## TASK OBJECTIVE
Below are some entries. Repeat exactly the lines from the one with "x=628, y=647" through the one with "x=443, y=280", and only those.

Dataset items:
================================
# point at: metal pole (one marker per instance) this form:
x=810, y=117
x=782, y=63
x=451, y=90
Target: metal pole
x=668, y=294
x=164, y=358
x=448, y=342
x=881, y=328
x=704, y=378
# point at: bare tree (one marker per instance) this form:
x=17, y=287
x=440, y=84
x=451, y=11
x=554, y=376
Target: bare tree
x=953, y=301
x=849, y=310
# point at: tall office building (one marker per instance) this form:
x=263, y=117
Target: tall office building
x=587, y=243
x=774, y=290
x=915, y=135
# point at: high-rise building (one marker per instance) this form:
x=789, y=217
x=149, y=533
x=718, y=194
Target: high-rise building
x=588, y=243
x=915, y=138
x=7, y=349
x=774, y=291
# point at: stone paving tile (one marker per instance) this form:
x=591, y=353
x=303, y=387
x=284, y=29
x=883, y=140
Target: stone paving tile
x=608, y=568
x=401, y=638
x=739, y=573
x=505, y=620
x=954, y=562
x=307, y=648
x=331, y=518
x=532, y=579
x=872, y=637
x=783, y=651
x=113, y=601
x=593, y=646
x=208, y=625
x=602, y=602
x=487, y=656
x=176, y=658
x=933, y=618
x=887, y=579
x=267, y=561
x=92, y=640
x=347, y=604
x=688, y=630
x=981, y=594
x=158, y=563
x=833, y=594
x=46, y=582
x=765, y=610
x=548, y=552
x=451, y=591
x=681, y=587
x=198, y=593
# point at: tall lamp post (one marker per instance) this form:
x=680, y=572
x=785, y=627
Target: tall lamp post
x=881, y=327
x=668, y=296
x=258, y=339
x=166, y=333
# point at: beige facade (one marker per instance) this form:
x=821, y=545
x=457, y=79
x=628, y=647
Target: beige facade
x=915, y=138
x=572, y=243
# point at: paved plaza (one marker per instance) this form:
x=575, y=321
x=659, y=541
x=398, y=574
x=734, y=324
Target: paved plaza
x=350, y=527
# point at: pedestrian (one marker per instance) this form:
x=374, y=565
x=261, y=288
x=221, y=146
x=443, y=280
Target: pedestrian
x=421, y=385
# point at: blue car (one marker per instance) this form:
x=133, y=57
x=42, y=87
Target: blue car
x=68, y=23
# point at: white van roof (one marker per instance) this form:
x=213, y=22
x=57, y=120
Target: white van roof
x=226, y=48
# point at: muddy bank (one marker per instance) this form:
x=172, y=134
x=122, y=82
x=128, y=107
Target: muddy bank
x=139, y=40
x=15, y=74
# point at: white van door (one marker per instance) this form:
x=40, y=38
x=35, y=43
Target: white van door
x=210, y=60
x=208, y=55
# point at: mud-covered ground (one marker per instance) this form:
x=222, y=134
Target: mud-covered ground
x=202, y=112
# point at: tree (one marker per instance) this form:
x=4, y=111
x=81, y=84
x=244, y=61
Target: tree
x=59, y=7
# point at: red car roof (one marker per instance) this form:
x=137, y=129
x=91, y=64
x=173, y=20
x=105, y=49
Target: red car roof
================================
## OUTPUT OF THE TASK
x=628, y=647
Target: beige facade
x=915, y=138
x=572, y=243
# point at: paved plaza (one marker per instance) this form:
x=575, y=321
x=659, y=541
x=398, y=574
x=734, y=324
Target: paved plaza
x=350, y=527
# point at: pedestrian (one marker per instance) this form:
x=374, y=565
x=261, y=288
x=221, y=146
x=443, y=280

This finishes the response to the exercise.